What you have to do |
Identify each line in the rows below that contains the string "coat", matching case exactly, and copy every such line.

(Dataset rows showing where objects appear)
============================================================

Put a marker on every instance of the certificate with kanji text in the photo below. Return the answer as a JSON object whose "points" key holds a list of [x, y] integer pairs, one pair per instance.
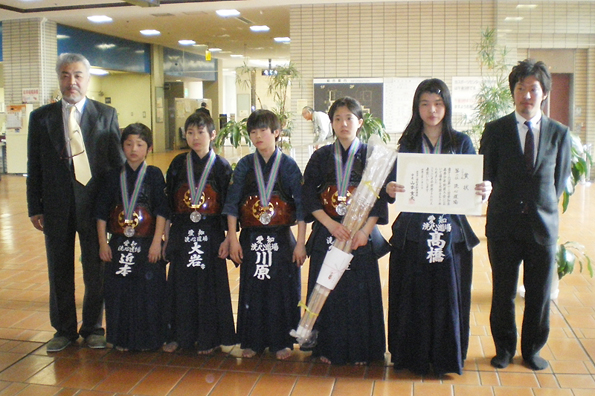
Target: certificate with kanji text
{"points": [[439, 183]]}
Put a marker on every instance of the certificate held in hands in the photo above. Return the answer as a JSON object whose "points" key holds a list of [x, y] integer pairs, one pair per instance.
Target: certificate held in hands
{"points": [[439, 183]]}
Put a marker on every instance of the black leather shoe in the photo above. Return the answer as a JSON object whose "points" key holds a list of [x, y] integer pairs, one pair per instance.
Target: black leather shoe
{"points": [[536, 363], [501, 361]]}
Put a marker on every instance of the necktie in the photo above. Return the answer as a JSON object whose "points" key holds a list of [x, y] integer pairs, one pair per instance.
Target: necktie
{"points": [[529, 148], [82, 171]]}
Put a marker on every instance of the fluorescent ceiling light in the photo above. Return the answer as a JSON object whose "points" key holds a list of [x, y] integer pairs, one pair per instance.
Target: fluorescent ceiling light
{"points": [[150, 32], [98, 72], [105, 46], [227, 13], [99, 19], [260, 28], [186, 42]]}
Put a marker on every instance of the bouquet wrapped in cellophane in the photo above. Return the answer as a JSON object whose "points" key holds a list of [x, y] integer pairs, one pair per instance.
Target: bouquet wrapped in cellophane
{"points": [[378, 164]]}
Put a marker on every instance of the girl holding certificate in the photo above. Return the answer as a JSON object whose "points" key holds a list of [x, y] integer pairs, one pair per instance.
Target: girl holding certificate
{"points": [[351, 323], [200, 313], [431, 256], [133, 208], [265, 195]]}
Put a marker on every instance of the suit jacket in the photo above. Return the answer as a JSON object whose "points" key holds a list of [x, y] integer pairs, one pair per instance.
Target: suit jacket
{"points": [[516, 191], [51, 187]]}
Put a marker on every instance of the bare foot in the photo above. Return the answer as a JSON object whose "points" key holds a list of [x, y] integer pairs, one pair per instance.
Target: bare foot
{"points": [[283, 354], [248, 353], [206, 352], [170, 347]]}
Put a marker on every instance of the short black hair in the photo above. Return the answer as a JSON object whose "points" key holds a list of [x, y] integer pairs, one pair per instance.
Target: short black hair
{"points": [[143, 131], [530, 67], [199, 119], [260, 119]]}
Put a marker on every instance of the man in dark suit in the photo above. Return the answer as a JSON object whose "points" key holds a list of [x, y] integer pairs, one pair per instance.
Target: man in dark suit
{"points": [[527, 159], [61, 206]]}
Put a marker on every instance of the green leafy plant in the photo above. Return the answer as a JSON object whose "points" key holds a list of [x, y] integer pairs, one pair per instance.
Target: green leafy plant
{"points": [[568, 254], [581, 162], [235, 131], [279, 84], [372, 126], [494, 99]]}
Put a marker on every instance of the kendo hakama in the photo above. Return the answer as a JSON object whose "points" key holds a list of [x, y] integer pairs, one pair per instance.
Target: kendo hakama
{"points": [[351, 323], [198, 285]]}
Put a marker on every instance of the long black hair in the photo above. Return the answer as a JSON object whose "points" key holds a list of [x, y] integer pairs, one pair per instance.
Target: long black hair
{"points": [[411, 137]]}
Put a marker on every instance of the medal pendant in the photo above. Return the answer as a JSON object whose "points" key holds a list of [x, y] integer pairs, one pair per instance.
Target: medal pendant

============================================================

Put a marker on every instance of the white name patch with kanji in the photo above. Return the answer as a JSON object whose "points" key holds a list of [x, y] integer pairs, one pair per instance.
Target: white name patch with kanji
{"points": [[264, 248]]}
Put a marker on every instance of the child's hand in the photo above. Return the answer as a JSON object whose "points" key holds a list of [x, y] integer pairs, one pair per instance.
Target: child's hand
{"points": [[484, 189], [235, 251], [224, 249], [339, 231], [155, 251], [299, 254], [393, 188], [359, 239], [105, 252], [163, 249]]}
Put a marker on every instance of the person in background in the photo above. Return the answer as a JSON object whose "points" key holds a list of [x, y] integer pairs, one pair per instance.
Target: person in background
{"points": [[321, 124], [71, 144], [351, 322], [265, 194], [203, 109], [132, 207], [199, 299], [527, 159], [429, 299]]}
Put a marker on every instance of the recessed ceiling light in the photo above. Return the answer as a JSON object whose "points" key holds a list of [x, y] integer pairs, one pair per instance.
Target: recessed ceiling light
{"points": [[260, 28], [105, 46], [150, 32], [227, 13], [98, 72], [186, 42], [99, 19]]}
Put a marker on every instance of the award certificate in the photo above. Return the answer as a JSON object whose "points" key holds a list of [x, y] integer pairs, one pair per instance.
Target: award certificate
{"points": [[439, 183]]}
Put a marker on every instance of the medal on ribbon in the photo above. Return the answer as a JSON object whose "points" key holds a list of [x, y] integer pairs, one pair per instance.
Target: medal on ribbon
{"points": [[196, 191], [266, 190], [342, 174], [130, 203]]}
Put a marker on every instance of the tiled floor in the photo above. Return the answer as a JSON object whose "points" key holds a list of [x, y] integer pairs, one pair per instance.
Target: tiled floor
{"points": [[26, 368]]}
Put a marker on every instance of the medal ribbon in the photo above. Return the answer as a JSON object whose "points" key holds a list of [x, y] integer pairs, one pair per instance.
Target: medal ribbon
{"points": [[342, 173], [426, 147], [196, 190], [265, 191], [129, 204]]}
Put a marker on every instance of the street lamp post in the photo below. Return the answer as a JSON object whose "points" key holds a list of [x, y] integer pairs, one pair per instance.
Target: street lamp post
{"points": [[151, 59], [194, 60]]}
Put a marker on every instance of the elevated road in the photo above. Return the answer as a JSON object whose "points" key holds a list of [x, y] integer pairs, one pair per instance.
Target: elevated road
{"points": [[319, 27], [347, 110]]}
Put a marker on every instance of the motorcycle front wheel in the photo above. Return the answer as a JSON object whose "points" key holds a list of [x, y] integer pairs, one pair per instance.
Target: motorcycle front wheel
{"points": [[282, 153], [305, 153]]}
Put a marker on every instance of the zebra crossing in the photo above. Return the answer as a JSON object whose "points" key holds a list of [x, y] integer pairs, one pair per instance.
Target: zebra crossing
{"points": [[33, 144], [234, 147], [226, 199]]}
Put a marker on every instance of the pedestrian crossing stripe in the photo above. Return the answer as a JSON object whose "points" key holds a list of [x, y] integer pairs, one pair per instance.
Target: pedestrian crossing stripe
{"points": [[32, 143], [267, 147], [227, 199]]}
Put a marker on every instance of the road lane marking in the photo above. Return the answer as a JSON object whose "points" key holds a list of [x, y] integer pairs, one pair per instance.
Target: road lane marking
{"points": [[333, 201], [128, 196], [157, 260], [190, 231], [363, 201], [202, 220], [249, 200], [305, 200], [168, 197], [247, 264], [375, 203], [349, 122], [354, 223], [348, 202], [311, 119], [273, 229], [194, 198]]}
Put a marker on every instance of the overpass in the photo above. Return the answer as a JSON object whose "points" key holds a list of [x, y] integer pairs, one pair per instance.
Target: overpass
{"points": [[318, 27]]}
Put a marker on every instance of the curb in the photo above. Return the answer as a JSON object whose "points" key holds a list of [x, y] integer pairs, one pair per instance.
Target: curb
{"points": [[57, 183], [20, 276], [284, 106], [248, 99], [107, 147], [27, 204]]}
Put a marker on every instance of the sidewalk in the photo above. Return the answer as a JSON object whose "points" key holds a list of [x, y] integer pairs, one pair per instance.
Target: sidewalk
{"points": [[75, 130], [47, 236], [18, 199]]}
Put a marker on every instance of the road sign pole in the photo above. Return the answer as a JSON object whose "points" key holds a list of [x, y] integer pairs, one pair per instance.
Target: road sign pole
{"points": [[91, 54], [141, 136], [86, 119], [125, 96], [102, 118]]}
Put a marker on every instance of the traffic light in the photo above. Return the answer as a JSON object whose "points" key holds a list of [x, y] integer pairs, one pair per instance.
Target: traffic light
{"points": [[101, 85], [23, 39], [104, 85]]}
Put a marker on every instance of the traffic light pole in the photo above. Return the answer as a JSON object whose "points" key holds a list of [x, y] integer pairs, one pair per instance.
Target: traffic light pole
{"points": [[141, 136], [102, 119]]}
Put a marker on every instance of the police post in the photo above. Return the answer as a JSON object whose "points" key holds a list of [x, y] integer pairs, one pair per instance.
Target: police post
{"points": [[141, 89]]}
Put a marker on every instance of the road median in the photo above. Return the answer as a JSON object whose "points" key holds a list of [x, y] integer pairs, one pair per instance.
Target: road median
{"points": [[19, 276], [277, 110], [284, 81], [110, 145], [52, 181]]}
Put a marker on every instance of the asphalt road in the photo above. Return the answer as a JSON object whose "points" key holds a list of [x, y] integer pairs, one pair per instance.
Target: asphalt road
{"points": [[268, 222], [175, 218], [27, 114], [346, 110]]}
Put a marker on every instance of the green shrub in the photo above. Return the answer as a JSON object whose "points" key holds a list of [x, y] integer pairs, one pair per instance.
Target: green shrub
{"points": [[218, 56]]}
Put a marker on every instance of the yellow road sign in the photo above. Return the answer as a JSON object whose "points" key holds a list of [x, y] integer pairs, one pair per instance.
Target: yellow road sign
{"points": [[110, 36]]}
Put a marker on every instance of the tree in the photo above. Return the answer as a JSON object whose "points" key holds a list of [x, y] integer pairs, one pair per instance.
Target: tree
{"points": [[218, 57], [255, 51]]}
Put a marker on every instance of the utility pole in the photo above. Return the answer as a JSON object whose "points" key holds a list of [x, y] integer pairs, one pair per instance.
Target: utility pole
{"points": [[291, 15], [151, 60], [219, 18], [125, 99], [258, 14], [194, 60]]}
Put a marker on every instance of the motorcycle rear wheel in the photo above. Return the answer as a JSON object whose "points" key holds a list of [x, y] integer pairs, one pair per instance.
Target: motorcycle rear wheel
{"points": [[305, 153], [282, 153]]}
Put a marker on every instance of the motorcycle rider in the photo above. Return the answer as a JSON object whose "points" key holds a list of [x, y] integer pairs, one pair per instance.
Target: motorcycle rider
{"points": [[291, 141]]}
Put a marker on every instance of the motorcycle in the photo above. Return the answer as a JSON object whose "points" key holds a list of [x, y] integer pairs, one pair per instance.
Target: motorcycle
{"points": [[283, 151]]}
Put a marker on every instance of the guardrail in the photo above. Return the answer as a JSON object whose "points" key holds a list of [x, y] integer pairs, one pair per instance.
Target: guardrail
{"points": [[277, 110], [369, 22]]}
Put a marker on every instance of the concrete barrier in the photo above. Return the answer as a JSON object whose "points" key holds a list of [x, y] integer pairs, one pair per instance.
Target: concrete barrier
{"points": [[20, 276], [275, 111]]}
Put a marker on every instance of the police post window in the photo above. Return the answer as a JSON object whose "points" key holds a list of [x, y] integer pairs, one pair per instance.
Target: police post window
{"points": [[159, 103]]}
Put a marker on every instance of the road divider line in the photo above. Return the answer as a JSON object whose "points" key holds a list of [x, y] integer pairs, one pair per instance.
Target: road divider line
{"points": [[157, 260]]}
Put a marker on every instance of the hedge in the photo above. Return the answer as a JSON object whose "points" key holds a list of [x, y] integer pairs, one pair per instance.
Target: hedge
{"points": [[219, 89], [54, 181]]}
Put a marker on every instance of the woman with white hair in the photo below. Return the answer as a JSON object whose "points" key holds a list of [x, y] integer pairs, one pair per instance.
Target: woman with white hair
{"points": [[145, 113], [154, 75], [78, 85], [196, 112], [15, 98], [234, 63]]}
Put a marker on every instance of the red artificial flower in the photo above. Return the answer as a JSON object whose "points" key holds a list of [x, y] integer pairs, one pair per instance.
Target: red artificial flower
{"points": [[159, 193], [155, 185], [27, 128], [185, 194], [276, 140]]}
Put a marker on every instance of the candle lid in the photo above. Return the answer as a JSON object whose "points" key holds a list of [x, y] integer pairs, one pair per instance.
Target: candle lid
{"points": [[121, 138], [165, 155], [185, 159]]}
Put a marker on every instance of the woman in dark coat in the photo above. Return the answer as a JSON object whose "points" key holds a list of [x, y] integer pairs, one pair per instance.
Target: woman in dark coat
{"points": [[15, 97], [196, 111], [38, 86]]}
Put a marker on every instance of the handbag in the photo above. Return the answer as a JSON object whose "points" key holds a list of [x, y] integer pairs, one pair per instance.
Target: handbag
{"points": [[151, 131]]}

============================================================

Result of the exercise |
Put a marker on every instance of the woman in dark coat in the photo above. Return the answer as a JSON object whose "points" key holds a list of [x, y] integer pairs, one pair per instance.
Target: woman in dark coat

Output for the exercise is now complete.